### MATERIAL TO PROCESS
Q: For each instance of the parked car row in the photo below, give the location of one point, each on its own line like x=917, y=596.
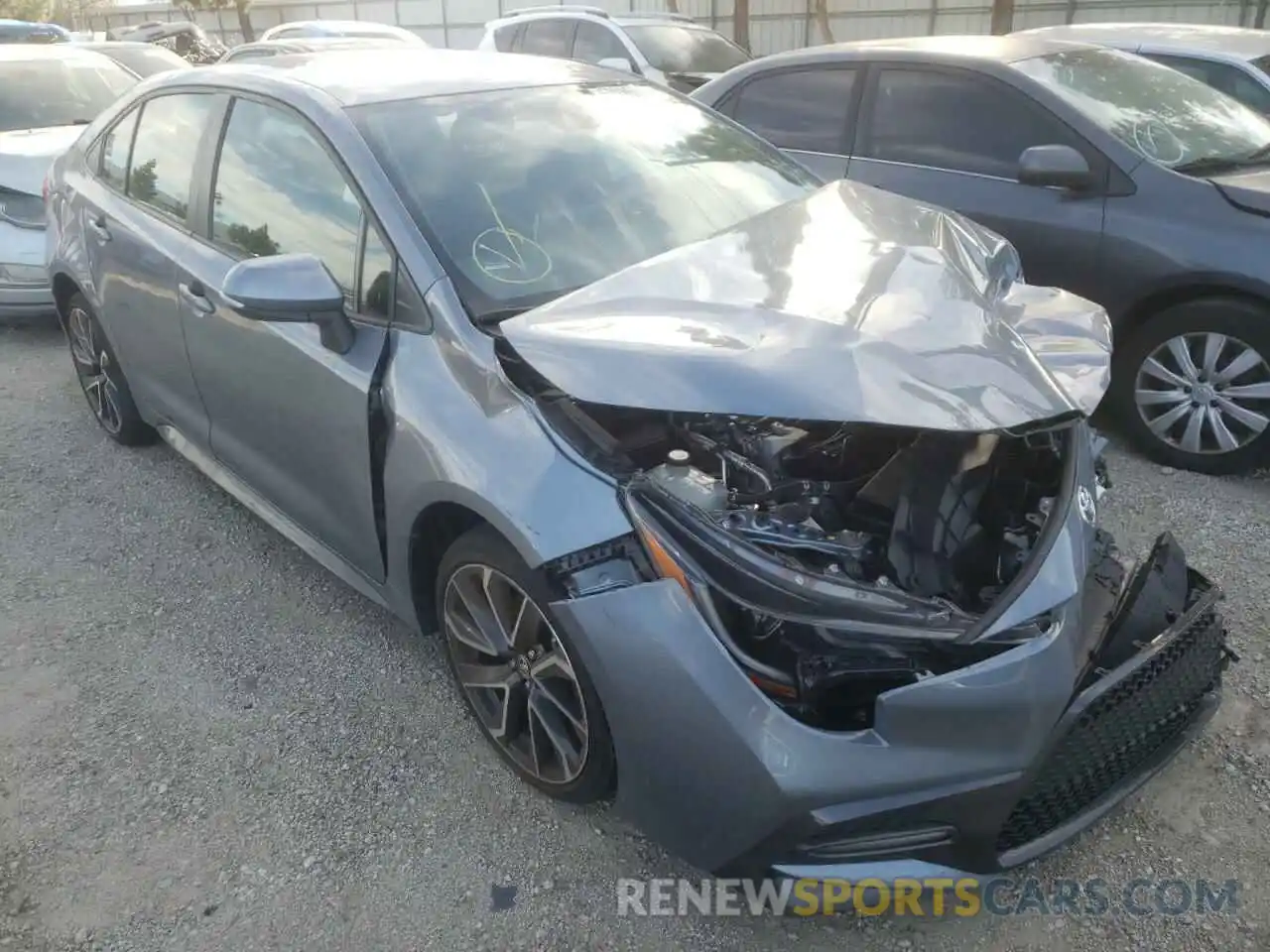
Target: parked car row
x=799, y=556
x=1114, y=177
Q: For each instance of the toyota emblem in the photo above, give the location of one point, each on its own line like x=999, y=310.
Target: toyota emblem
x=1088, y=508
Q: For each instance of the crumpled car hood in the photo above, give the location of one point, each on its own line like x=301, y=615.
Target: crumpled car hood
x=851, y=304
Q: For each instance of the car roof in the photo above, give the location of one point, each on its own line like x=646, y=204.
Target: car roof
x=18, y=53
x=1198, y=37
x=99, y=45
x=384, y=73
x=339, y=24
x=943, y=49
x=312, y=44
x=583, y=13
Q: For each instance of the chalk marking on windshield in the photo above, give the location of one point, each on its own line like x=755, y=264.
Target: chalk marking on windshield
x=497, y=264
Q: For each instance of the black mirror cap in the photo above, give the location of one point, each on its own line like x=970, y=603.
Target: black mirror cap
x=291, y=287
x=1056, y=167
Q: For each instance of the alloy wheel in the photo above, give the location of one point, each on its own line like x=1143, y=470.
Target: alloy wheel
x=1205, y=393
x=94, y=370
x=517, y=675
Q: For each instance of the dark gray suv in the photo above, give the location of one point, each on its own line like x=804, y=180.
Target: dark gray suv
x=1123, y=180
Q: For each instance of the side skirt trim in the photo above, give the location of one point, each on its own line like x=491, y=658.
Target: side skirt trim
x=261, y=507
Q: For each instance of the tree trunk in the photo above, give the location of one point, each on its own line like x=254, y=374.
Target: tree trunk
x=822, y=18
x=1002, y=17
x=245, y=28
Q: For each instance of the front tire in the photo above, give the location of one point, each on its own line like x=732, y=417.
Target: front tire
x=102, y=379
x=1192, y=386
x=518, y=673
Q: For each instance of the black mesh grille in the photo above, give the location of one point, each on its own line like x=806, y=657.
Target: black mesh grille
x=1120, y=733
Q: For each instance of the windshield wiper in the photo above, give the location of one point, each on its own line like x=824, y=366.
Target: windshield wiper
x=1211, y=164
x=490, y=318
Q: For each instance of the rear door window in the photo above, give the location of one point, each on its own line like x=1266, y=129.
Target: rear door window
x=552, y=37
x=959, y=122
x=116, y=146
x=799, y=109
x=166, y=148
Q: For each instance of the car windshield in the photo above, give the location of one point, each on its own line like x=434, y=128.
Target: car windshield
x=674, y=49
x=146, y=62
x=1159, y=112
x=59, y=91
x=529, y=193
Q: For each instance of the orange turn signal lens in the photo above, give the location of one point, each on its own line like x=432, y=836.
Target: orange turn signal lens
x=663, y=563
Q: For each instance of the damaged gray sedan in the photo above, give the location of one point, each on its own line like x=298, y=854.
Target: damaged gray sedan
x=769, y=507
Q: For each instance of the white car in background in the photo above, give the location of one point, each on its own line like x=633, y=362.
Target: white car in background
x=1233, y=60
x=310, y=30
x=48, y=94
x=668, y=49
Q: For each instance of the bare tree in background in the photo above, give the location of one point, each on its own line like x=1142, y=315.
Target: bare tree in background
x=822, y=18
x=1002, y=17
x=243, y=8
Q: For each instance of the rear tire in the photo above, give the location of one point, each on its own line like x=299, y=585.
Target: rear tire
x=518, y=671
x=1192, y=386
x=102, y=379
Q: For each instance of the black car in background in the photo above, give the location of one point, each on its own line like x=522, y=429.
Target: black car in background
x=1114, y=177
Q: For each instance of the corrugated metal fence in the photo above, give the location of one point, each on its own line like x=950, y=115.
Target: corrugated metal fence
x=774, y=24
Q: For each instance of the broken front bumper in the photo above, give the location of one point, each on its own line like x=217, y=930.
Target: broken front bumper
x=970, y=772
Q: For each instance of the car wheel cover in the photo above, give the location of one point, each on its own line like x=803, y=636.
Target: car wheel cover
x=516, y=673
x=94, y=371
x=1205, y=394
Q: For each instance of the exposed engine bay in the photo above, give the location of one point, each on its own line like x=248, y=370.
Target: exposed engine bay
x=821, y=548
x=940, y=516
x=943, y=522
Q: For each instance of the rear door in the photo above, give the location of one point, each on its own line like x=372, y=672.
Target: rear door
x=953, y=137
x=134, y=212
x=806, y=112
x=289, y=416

### WORK ITEM
An exact copy of all the records is required, with the pictures omitted.

### EXERCISE OUTPUT
Q: For each instance of the parked car row in the photo below, give the location of one point, each on its own line like x=917, y=596.
Target: parked car row
x=799, y=556
x=1114, y=177
Q: For each instance of the toyota emblem in the photo above, give the location of one point, each on its own line like x=999, y=310.
Target: toyota emblem
x=1088, y=508
Q: For each instance of the crumpled car hood in the photo above, give the location of one point, each on its own line like x=301, y=615.
Target: crumpled car hood
x=851, y=304
Q: For each instance of the car roof in the photo above, give the location of one point, each on its own line like x=646, y=204.
Target: car roof
x=18, y=53
x=1198, y=37
x=99, y=45
x=384, y=73
x=339, y=24
x=943, y=49
x=312, y=44
x=583, y=13
Q: For each instance of the chalk marking on windshield in the photo above, give the location of one point, each on its own line like x=755, y=264.
Target: chalk marking on windshield
x=497, y=264
Q: For each instance of the black mirror cap in the photo above, give the location of one point, each on its own line like x=970, y=603.
Target: black mirror cap
x=291, y=287
x=1056, y=167
Q: For each instance of the alloy wheel in the photo above, give the location of one point, each on its own line like x=1143, y=470.
Target: alloy wheel
x=1205, y=393
x=94, y=370
x=517, y=675
Q: For each instance of the dark gray suv in the photo above, give the location of one point, each on its own line like x=804, y=180.
Target: dark gray suv
x=1123, y=180
Q: For each instance of the side skirt trim in the photo above, give the location of one point, each on its own line like x=491, y=658.
Target: side skirt trim
x=261, y=507
Q: For each instance of the tree trunk in the photo above, give the location of one point, each on its own line like x=254, y=374.
Target: tree trunk
x=822, y=18
x=1002, y=17
x=245, y=28
Q: For each instance of the front tire in the photo above, give the location of one point, each on its own line like x=732, y=417.
Target: front tire
x=102, y=379
x=1192, y=386
x=518, y=673
Q: For each instance of the black mesh grille in the photo above, give the location of one point, each on its own line like x=806, y=657.
Target: black mesh grille
x=1120, y=733
Q: For each instance of the windshield wiper in the photo above, give the location of one point, each on its own line like x=824, y=366.
Target: windshield wiper
x=1211, y=164
x=490, y=318
Q: For each instance of the rear door window in the photo above, give the location of one point, each on its own line like x=1266, y=129.
Target: rear door window
x=552, y=37
x=959, y=122
x=116, y=146
x=799, y=109
x=166, y=148
Q: For each instance of the car windshield in the photo above, give the location of one point, each on its own line like x=434, y=128.
Target: car windshield
x=674, y=49
x=146, y=62
x=1159, y=112
x=59, y=91
x=529, y=193
Q: For each instance of the orange turn signal lens in the photo above, give the location of one point, each on its own line like x=432, y=836.
Target: orange turn signal lens
x=663, y=563
Q: For each instance of the damaged gray sedan in the photo above, give the location of one point, each on its own line like x=298, y=854.
Target: damaged gray sedan
x=769, y=507
Q: For each instance of the white car in background in the photo above, give the location of one point, each on its own line like x=633, y=362.
Target: white car in background
x=1233, y=60
x=310, y=30
x=48, y=94
x=668, y=49
Q: For each instance of the bare tree in background in the photo above, give the location of one point, each on its own line like x=1142, y=315.
Target: bare tree in background
x=822, y=18
x=1002, y=17
x=243, y=8
Q: For each instance of the rear tire in the photo above, give the location of one point, each on its own line like x=299, y=585.
Target: rear tire
x=518, y=671
x=1192, y=386
x=102, y=379
Q: For each instance of the black car in background in the photo above, give the location of one point, each on its own line like x=522, y=429.
Target: black car in background
x=1114, y=177
Q: For each instance of the corrugated metal fence in the photo above, give the location of one point, each on its own line like x=950, y=115.
Target: corrugated metal fence
x=774, y=24
Q: For each instance of the broken front bumper in the photo above, give the location of one point, each on its own line like x=217, y=930.
Target: broken front bumper
x=970, y=772
Q: For each instance of the car wheel cover in the photo above, give the location of one point, each on its own line like x=803, y=636.
Target: car wheel cover
x=516, y=673
x=94, y=371
x=1205, y=394
Q: For each instance of the exposed engine bay in the photo above, give the location of one point, each on its own line like x=248, y=370.
Target: exposed engine bay
x=821, y=548
x=940, y=516
x=943, y=522
Q: For each instance of the rear door in the photo above, give the location of one point, each on its own line like x=372, y=672.
Target: rear door
x=953, y=137
x=134, y=212
x=806, y=112
x=289, y=416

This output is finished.